#### Data supplied ####

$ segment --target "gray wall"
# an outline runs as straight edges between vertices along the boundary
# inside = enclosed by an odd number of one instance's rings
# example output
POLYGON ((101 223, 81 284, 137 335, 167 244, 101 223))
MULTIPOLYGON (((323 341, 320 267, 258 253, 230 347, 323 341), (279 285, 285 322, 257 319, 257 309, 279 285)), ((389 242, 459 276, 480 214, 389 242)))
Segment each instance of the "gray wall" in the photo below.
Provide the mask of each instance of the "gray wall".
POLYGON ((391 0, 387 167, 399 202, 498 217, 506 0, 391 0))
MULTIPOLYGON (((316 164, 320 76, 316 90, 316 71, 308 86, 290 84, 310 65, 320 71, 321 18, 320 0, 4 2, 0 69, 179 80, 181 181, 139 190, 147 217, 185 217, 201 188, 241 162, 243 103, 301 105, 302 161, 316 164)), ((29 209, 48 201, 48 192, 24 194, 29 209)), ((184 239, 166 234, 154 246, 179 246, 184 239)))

####
#### Data supplied ####

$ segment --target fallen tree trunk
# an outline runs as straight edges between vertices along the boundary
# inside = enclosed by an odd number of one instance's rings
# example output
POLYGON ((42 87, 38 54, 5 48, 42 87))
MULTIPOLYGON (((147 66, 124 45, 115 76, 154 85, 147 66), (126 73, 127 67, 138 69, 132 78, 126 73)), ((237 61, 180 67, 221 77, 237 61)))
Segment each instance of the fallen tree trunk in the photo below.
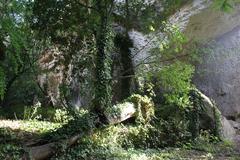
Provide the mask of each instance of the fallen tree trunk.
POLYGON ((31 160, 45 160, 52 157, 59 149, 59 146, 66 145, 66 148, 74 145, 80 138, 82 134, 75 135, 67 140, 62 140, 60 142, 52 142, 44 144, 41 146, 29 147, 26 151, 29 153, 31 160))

####
#### Data supplied ####

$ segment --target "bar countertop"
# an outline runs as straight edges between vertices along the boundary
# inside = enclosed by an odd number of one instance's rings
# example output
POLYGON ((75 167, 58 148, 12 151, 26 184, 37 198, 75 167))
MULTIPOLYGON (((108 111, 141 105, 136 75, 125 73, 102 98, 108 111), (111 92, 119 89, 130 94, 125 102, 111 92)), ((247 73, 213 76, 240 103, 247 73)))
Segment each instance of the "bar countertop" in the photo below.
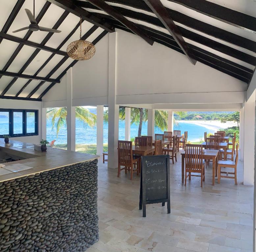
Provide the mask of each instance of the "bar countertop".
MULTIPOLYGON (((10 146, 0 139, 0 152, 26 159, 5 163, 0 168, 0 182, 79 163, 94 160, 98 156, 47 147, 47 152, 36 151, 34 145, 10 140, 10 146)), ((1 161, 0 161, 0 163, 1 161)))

####

**What you have to do**
Retype everything from the line containing "--target fallen tree trunk" down to the line containing "POLYGON ((31 160, 45", including both of those lines, and leave the pictures out of your answer.

**Correct output**
$ segment --target fallen tree trunk
# an outline runs as straight edges between vertices along the boundary
# inside = enclosed by an odd number of one instance's rings
# example output
POLYGON ((42 87, 38 54, 5 48, 42 87))
MULTIPOLYGON (((147 66, 124 45, 115 76, 154 85, 147 66), (126 73, 127 67, 138 69, 132 78, 126 73)), ((237 61, 180 67, 221 77, 237 61)))
Segment each instance of the fallen tree trunk in the photo below.
Provide the mask of each instance of the fallen tree trunk.
POLYGON ((31 160, 45 160, 52 157, 59 149, 59 146, 66 145, 66 148, 74 145, 80 138, 82 134, 75 135, 67 140, 62 140, 60 142, 52 142, 44 144, 41 146, 29 147, 26 151, 29 153, 31 160))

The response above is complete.